In your copy, reproduce the entries exactly as they are, minus the images.

::::::::

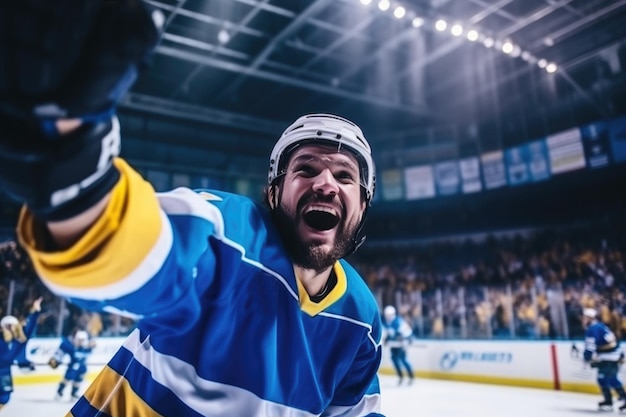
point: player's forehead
(324, 154)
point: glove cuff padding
(72, 58)
(60, 178)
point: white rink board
(538, 364)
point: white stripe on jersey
(150, 265)
(181, 378)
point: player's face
(320, 203)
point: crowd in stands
(517, 284)
(523, 284)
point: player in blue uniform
(397, 336)
(602, 351)
(244, 309)
(14, 338)
(78, 347)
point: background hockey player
(14, 338)
(602, 351)
(244, 309)
(78, 347)
(398, 335)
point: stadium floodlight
(507, 47)
(384, 5)
(551, 67)
(223, 36)
(399, 12)
(472, 35)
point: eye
(344, 176)
(305, 170)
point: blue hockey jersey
(397, 332)
(9, 351)
(601, 344)
(225, 327)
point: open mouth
(321, 219)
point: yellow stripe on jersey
(123, 402)
(127, 229)
(335, 294)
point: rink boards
(539, 364)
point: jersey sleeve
(139, 259)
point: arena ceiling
(255, 65)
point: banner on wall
(538, 161)
(595, 138)
(391, 181)
(447, 178)
(566, 152)
(517, 165)
(494, 174)
(617, 135)
(419, 182)
(470, 174)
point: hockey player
(14, 337)
(78, 347)
(397, 335)
(244, 309)
(602, 351)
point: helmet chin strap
(358, 239)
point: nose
(325, 183)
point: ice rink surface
(424, 398)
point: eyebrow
(307, 157)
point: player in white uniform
(398, 335)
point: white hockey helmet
(9, 321)
(323, 128)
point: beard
(312, 254)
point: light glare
(399, 12)
(551, 67)
(441, 25)
(384, 5)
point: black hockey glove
(61, 177)
(66, 59)
(71, 58)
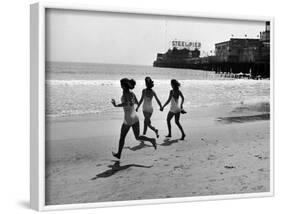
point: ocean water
(87, 88)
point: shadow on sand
(138, 147)
(169, 142)
(116, 168)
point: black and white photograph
(141, 106)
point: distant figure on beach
(175, 109)
(147, 95)
(128, 100)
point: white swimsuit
(130, 115)
(175, 108)
(147, 104)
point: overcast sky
(84, 36)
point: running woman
(147, 95)
(128, 100)
(175, 109)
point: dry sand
(219, 156)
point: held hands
(113, 102)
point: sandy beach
(222, 154)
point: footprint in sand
(212, 157)
(257, 188)
(229, 167)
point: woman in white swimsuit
(146, 98)
(128, 100)
(175, 109)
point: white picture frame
(37, 106)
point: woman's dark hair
(128, 84)
(175, 84)
(149, 83)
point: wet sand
(220, 155)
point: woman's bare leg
(136, 129)
(124, 130)
(147, 123)
(177, 121)
(169, 117)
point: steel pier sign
(186, 44)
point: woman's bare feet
(116, 155)
(154, 144)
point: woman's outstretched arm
(142, 95)
(135, 99)
(158, 101)
(182, 99)
(167, 102)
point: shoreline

::::::::

[Solution]
point: player's forehead
(324, 154)
point: glove cuff padding
(72, 58)
(60, 178)
point: white rink board
(538, 364)
point: white stripe on jersey
(150, 265)
(181, 378)
point: player's face
(320, 203)
point: crowd in stands
(517, 284)
(523, 284)
point: player in blue uniform
(397, 336)
(602, 351)
(244, 309)
(14, 338)
(78, 347)
point: background hockey player
(14, 338)
(602, 351)
(244, 309)
(78, 347)
(398, 335)
point: stadium floodlight
(507, 47)
(384, 5)
(551, 67)
(223, 36)
(399, 12)
(472, 35)
point: eye
(344, 176)
(305, 170)
point: blue hockey jersey
(397, 332)
(9, 351)
(601, 344)
(225, 327)
point: open mouth
(321, 219)
point: yellow stripe on jersey
(123, 402)
(127, 229)
(335, 294)
point: rink boards
(539, 364)
point: jersey sleeve
(139, 259)
point: arena ceiling
(255, 65)
point: banner on wall
(538, 161)
(595, 138)
(391, 181)
(447, 178)
(566, 152)
(517, 165)
(494, 174)
(617, 135)
(419, 182)
(470, 174)
point: hockey player
(14, 337)
(78, 347)
(397, 335)
(244, 309)
(602, 351)
point: helmet chin strap
(358, 239)
point: nose
(325, 183)
point: ice rink surface
(424, 398)
point: eyebrow
(307, 157)
point: player in white uniform
(398, 335)
point: white hockey helmet
(9, 321)
(323, 128)
point: beard
(312, 254)
point: light glare
(399, 12)
(551, 67)
(441, 25)
(384, 5)
point: black hockey glove
(61, 177)
(66, 59)
(71, 58)
point: ocean water
(87, 88)
point: shadow on sand
(138, 147)
(169, 142)
(116, 168)
point: black and white photograph
(141, 106)
point: distant figure on beach
(175, 109)
(147, 95)
(128, 100)
point: white swimsuit
(130, 115)
(175, 108)
(147, 104)
point: overcast sky
(84, 36)
point: running woman
(147, 95)
(128, 100)
(175, 109)
point: dry sand
(219, 156)
point: held hands
(113, 102)
point: sandy beach
(222, 154)
point: footprint in sand
(212, 157)
(257, 188)
(229, 167)
point: woman in white swimsuit
(146, 98)
(128, 100)
(175, 109)
point: white picture frame
(37, 106)
point: woman's dark hair
(128, 84)
(175, 84)
(149, 83)
point: wet sand
(220, 155)
point: woman's bare leg
(136, 129)
(124, 130)
(147, 123)
(177, 121)
(169, 117)
point: steel pier sign
(186, 44)
point: woman's bare feet
(116, 155)
(154, 144)
point: woman's outstretched arm
(142, 95)
(135, 99)
(158, 101)
(182, 99)
(167, 102)
point: shoreline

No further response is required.